DOCUMENT PASSAGE
______
The problem we have here is that this is not fuzzy math, this is full-blown bogus math. The methodology used is totally false.

The number of textual variants calculated globally (i.e. all Greek mss), in this case 300,000, the divisor, is an unrelated number to the affinity between any two specific texts. Please think it through. Two texts do not get closer together if the total variant count is seen to be 1,000,000 instead of 300,000. They do not get farther apart if the total variant account is seen to be 50,000 or 20,000. And the number is not only unrelated, it is quite flexible in wiggle room, e.g. the same calculations could be done with translatable, significant or printed variants specified, e.g. a number of 20,000. One unrelated number is as good as another. However, then the results would not pan out, for the Wallace apologetic.

Thus, if you plugged in 20,000 as the divisor (a calculation, perhaps, of total printed or significant variants, just as "legitimate" a comparison number as the 300,000) your affinity number for the two texts, Byz/Maj-CT, would be close to 67% affinity instead of 98%. Yet the two texts being compared have not changed in even one letter. And then this bogus conclusion in the paper simply would not be possible:


"Not only that, but the vast majority of these differences are so minor that they neither show up in translation nor affect exegesis. Consequently the majority text and modern critical texts are very much alike, in both quality and quantity"
______
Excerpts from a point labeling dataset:
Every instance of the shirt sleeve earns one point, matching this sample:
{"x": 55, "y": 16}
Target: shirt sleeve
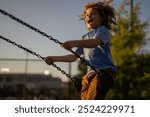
{"x": 103, "y": 34}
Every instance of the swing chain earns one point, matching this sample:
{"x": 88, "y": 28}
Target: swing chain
{"x": 44, "y": 34}
{"x": 33, "y": 53}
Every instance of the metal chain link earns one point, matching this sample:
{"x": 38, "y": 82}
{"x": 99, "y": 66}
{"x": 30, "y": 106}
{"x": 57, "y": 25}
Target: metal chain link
{"x": 33, "y": 53}
{"x": 44, "y": 34}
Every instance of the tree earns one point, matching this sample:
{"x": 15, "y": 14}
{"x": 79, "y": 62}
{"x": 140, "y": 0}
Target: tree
{"x": 133, "y": 77}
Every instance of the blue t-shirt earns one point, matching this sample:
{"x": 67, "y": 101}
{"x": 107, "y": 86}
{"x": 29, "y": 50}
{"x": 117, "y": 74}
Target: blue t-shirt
{"x": 100, "y": 57}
______
EXERCISE SET
A: Answer the following questions about the passage on textual variant counts.
(i) What figure serves as the divisor in the calculation the passage criticizes?
(ii) What affinity figure for Byz/Maj-CT would result from using 20,000 as the divisor?
(iii) According to the closing quotation, which two things do the vast majority of the differences fail to do?
B: Reproduce the stretch of the passage on textual variant counts from "The number of" through "the Wallace apologetic.".

RESPONSES FOR EACH TASK
A:
(i) 300,000, the number of textual variants calculated globally across all Greek manuscripts.
(ii) Close to 67%, instead of 98%.
(iii) They neither show up in translation nor affect exegesis.

B:
The number of textual variants calculated globally (i.e. all Greek mss), in this case 300,000, the divisor, is an unrelated number to the affinity between any two specific texts. Please think it through. Two texts do not get closer together if the total variant count is seen to be 1,000,000 instead of 300,000. They do not get farther apart if the total variant account is seen to be 50,000 or 20,000. And the number is not only unrelated, it is quite flexible in wiggle room, e.g. the same calculations could be done with translatable, significant or printed variants specified, e.g. a number of 20,000. One unrelated number is as good as another. However, then the results would not pan out, for the Wallace apologetic.